▶ DATA RECORDS
-- -- --

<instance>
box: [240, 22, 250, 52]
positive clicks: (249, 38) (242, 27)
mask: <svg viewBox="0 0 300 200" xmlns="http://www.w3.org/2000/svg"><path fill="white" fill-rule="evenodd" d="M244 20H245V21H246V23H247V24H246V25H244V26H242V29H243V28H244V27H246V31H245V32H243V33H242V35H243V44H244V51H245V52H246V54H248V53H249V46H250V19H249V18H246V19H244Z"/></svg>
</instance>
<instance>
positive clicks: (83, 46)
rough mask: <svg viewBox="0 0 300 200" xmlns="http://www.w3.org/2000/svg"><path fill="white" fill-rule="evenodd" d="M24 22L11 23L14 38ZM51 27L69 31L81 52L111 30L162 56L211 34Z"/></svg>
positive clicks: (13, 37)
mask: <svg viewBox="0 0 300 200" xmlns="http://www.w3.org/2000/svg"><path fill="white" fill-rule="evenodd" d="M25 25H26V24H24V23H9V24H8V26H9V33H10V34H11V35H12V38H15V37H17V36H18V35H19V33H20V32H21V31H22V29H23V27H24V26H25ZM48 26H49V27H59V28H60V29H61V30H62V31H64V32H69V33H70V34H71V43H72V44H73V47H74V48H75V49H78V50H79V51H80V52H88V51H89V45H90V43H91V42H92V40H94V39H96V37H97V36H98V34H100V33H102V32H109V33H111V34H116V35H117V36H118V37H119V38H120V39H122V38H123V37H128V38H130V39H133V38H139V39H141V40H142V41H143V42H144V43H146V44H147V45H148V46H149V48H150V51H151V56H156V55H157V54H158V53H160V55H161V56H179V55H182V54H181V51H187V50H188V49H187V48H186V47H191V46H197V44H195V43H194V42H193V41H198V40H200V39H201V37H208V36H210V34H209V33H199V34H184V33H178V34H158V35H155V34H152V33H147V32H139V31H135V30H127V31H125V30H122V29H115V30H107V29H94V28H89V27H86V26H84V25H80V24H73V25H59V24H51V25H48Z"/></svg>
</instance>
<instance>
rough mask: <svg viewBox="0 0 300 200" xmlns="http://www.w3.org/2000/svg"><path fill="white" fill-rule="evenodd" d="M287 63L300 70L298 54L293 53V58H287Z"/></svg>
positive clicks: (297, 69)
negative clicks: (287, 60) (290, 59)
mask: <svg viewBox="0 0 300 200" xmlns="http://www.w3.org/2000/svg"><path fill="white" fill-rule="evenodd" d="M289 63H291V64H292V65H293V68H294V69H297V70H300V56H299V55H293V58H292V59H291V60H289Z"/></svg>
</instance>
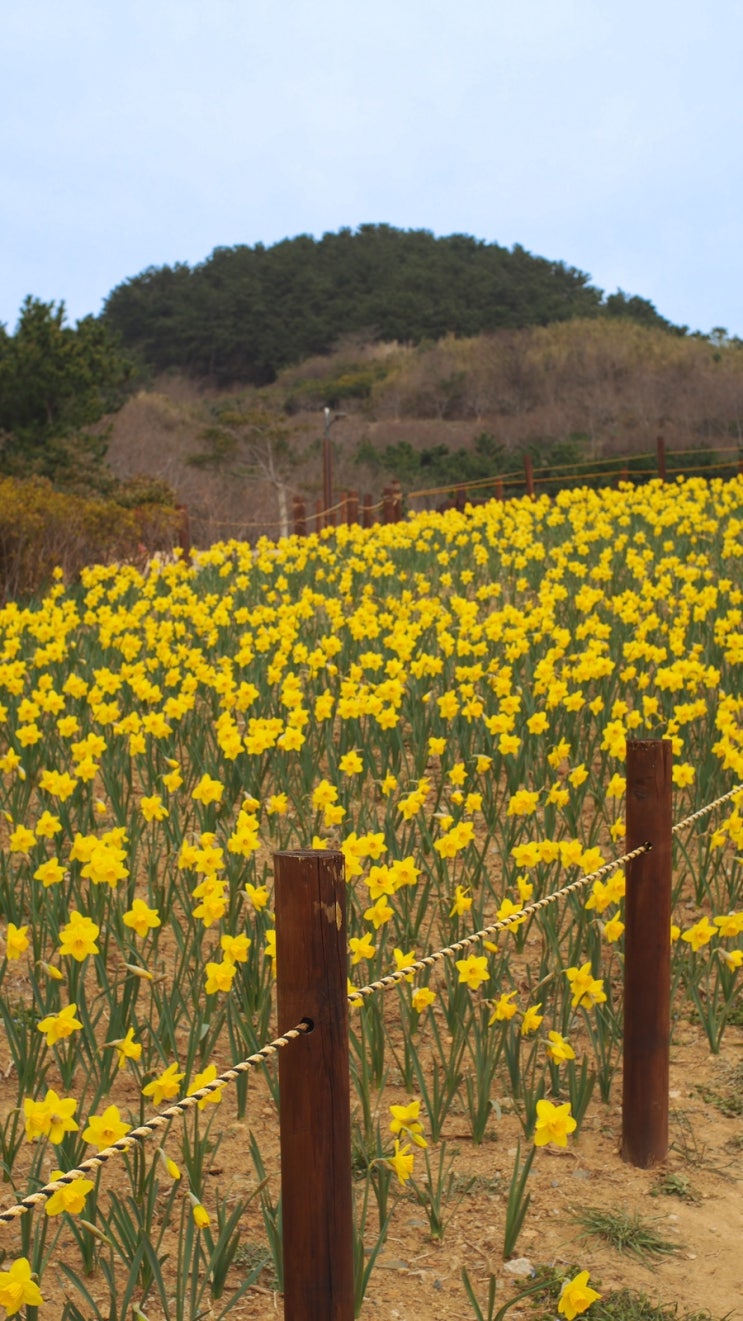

-- -- --

▶ BRIEF
Print all the lines above exactly as they are, but without the pictures.

▶ RESPONSE TO THE TASK
<instance>
box: [240, 22, 250, 52]
positive clicks: (249, 38) (242, 27)
mask: <svg viewBox="0 0 300 200" xmlns="http://www.w3.org/2000/svg"><path fill="white" fill-rule="evenodd" d="M244 20H245V21H246V23H247V24H246V25H244V26H242V29H243V28H244V27H246V31H245V32H243V33H242V35H243V44H244V51H245V52H246V54H248V53H249V46H250V19H249V18H246V19H244Z"/></svg>
</instance>
<instance>
positive clicks: (83, 46)
rough mask: <svg viewBox="0 0 300 200" xmlns="http://www.w3.org/2000/svg"><path fill="white" fill-rule="evenodd" d="M24 22L11 23L14 38ZM51 27L69 31L81 52L111 30L162 56L211 34Z"/></svg>
positive clicks: (13, 37)
mask: <svg viewBox="0 0 300 200" xmlns="http://www.w3.org/2000/svg"><path fill="white" fill-rule="evenodd" d="M25 25H26V24H24V23H9V24H8V26H9V33H10V34H11V35H12V38H15V37H17V36H18V35H19V33H20V32H21V31H22V29H23V27H24V26H25ZM48 26H49V27H59V28H60V29H61V30H62V31H64V32H69V33H70V34H71V43H72V44H73V47H74V48H75V49H78V50H79V51H80V52H88V51H89V45H90V43H91V42H92V40H94V39H96V37H97V36H98V34H100V33H102V32H109V33H111V34H116V35H117V36H118V37H119V38H120V39H122V38H123V37H128V38H130V39H133V38H139V39H141V40H142V41H143V42H144V43H146V44H147V45H148V46H149V48H150V51H151V56H156V55H157V54H158V53H160V55H161V56H179V55H182V54H181V51H187V50H188V49H187V48H186V47H191V46H197V44H195V43H194V42H193V41H198V40H200V39H201V37H208V36H210V34H209V33H199V34H184V33H178V34H158V35H155V34H152V33H147V32H139V31H135V30H127V31H125V30H122V29H115V30H107V29H94V28H89V27H86V26H84V25H80V24H73V25H59V24H51V25H48Z"/></svg>
</instance>
<instance>
rough mask: <svg viewBox="0 0 300 200" xmlns="http://www.w3.org/2000/svg"><path fill="white" fill-rule="evenodd" d="M287 63L300 70L298 54L293 53V58H287Z"/></svg>
positive clicks: (297, 69)
negative clicks: (287, 60) (290, 59)
mask: <svg viewBox="0 0 300 200" xmlns="http://www.w3.org/2000/svg"><path fill="white" fill-rule="evenodd" d="M289 63H291V64H292V65H293V68H294V69H297V70H300V56H299V55H293V58H292V59H291V60H289Z"/></svg>
</instance>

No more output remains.